Selected extract ->
# Chew Toys



## akc0804 (Jan 13, 2016)

I need some suggestions on chew toys for my almost 8 month old, Scarlett. She is a voracious chewer and can tear toys meant for aggressive chewers down in minutes. We've tried the rubber Kongs and she is not really interested in them unless I fill them with something yummy which isn't always easy because they get messy. Those are usually a crate treat anyway. I'm looking for something we can just leave laying around for her to pick up and gnaw on when she gets bored or just wants a good chew. We've also tried the kinda hard Nyla bone toys and she splinters the ends of them then makes her gums bleed from chewing on them and I have to take them away. She's awesome about not chewing our stuff. She's never chewed a shoe or pillow or remote. She only goes her her toys but destroys them so fast I feel like we're throwing money away. Does anyone have a tried and true "toy" that will survive my baby girls crazy chewing? 
Thanks!!

Below are some pics of one of the Nylabones I had to take away from her because she was splintering it and it made her gums bleed.


----------



## 1stVizsla (Jun 22, 2016)

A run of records

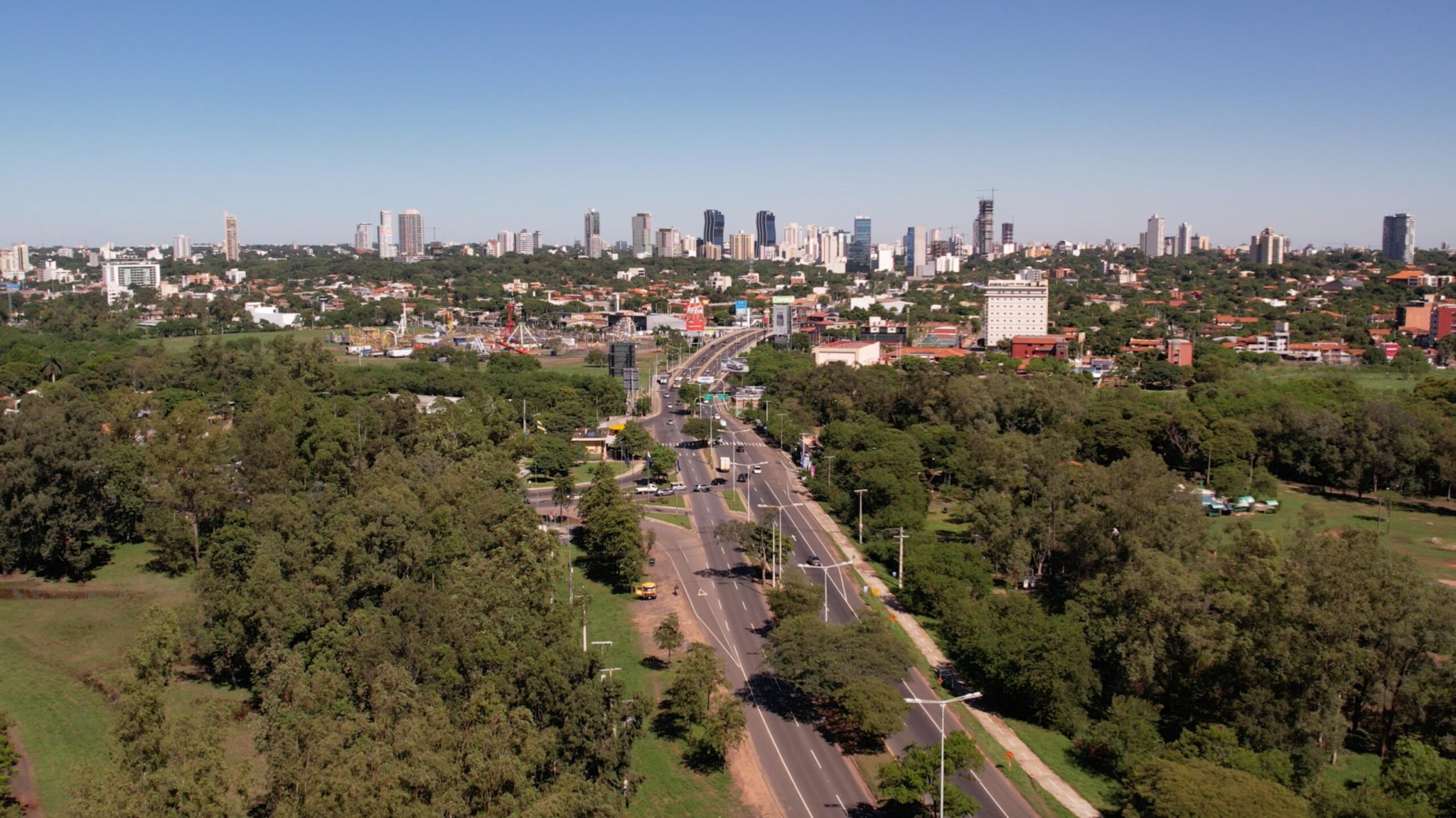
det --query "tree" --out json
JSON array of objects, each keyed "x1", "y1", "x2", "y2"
[
  {"x1": 652, "y1": 613, "x2": 683, "y2": 664},
  {"x1": 1121, "y1": 758, "x2": 1309, "y2": 818},
  {"x1": 879, "y1": 730, "x2": 986, "y2": 818}
]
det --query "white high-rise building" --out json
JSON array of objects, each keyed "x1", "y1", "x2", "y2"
[
  {"x1": 223, "y1": 209, "x2": 237, "y2": 262},
  {"x1": 1143, "y1": 213, "x2": 1163, "y2": 258},
  {"x1": 981, "y1": 276, "x2": 1047, "y2": 349},
  {"x1": 379, "y1": 209, "x2": 399, "y2": 259},
  {"x1": 632, "y1": 213, "x2": 653, "y2": 259},
  {"x1": 658, "y1": 224, "x2": 683, "y2": 258}
]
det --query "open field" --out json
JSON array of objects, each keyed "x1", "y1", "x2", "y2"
[
  {"x1": 0, "y1": 544, "x2": 252, "y2": 818},
  {"x1": 557, "y1": 547, "x2": 748, "y2": 818},
  {"x1": 1214, "y1": 488, "x2": 1456, "y2": 584},
  {"x1": 1254, "y1": 364, "x2": 1456, "y2": 393}
]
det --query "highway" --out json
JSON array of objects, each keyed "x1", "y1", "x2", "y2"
[{"x1": 528, "y1": 329, "x2": 1037, "y2": 818}]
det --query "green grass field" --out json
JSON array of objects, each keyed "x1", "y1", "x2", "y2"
[
  {"x1": 1214, "y1": 489, "x2": 1456, "y2": 585},
  {"x1": 718, "y1": 489, "x2": 746, "y2": 514},
  {"x1": 0, "y1": 544, "x2": 252, "y2": 818},
  {"x1": 1254, "y1": 364, "x2": 1456, "y2": 393},
  {"x1": 559, "y1": 547, "x2": 748, "y2": 818}
]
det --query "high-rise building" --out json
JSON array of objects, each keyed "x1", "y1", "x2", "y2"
[
  {"x1": 1173, "y1": 221, "x2": 1193, "y2": 256},
  {"x1": 379, "y1": 209, "x2": 399, "y2": 259},
  {"x1": 581, "y1": 208, "x2": 601, "y2": 259},
  {"x1": 981, "y1": 278, "x2": 1047, "y2": 349},
  {"x1": 223, "y1": 209, "x2": 237, "y2": 262},
  {"x1": 399, "y1": 208, "x2": 425, "y2": 259},
  {"x1": 753, "y1": 209, "x2": 779, "y2": 247},
  {"x1": 975, "y1": 200, "x2": 996, "y2": 256},
  {"x1": 1143, "y1": 213, "x2": 1163, "y2": 258},
  {"x1": 728, "y1": 233, "x2": 753, "y2": 262},
  {"x1": 632, "y1": 213, "x2": 652, "y2": 259},
  {"x1": 1249, "y1": 227, "x2": 1289, "y2": 265},
  {"x1": 703, "y1": 209, "x2": 723, "y2": 250},
  {"x1": 1380, "y1": 213, "x2": 1415, "y2": 263},
  {"x1": 905, "y1": 227, "x2": 933, "y2": 275},
  {"x1": 845, "y1": 216, "x2": 875, "y2": 272}
]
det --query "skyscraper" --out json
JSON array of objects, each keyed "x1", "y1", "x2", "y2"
[
  {"x1": 1143, "y1": 213, "x2": 1163, "y2": 258},
  {"x1": 703, "y1": 209, "x2": 723, "y2": 249},
  {"x1": 658, "y1": 224, "x2": 681, "y2": 259},
  {"x1": 1249, "y1": 227, "x2": 1289, "y2": 265},
  {"x1": 581, "y1": 208, "x2": 601, "y2": 259},
  {"x1": 753, "y1": 209, "x2": 779, "y2": 247},
  {"x1": 728, "y1": 233, "x2": 753, "y2": 262},
  {"x1": 1380, "y1": 213, "x2": 1415, "y2": 263},
  {"x1": 632, "y1": 213, "x2": 652, "y2": 259},
  {"x1": 223, "y1": 209, "x2": 237, "y2": 262},
  {"x1": 975, "y1": 200, "x2": 996, "y2": 256},
  {"x1": 905, "y1": 227, "x2": 930, "y2": 275},
  {"x1": 379, "y1": 209, "x2": 398, "y2": 259},
  {"x1": 1173, "y1": 221, "x2": 1193, "y2": 256},
  {"x1": 845, "y1": 216, "x2": 874, "y2": 272},
  {"x1": 399, "y1": 208, "x2": 425, "y2": 259}
]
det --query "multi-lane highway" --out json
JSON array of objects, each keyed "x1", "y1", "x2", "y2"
[{"x1": 647, "y1": 332, "x2": 1037, "y2": 818}]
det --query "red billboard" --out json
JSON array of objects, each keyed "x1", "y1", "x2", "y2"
[{"x1": 683, "y1": 299, "x2": 708, "y2": 332}]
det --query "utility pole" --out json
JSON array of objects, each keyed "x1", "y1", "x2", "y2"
[
  {"x1": 855, "y1": 489, "x2": 869, "y2": 549},
  {"x1": 905, "y1": 693, "x2": 981, "y2": 818},
  {"x1": 895, "y1": 526, "x2": 905, "y2": 591}
]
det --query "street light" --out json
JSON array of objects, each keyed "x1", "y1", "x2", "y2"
[
  {"x1": 905, "y1": 693, "x2": 981, "y2": 818},
  {"x1": 855, "y1": 489, "x2": 869, "y2": 549},
  {"x1": 799, "y1": 560, "x2": 855, "y2": 623}
]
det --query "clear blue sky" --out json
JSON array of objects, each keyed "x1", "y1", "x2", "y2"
[{"x1": 11, "y1": 0, "x2": 1456, "y2": 246}]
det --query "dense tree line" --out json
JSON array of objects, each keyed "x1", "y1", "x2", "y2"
[{"x1": 750, "y1": 346, "x2": 1456, "y2": 815}]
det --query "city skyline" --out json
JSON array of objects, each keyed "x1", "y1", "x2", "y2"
[{"x1": 0, "y1": 2, "x2": 1456, "y2": 247}]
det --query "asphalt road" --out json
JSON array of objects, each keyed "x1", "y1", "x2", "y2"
[{"x1": 530, "y1": 330, "x2": 1037, "y2": 818}]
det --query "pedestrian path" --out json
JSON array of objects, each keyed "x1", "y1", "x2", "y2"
[{"x1": 795, "y1": 465, "x2": 1102, "y2": 818}]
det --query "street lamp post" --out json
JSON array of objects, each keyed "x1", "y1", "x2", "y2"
[
  {"x1": 855, "y1": 489, "x2": 869, "y2": 547},
  {"x1": 799, "y1": 560, "x2": 855, "y2": 623},
  {"x1": 905, "y1": 693, "x2": 981, "y2": 818}
]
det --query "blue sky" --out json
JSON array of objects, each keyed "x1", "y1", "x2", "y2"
[{"x1": 0, "y1": 0, "x2": 1456, "y2": 246}]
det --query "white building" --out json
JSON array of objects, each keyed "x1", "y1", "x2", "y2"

Written task -> Please summarize the chew toy thread in two sentences.

Task output -> The poster wants suggestions for a chew toy that can be left lying around for Scarlett, an almost 8-month-old who tears apart toys meant for aggressive chewers in minutes but never chews household items. Rubber Kongs interest her only when filled with something yummy, and she splinters the ends of hard Nylabone toys until her gums bleed.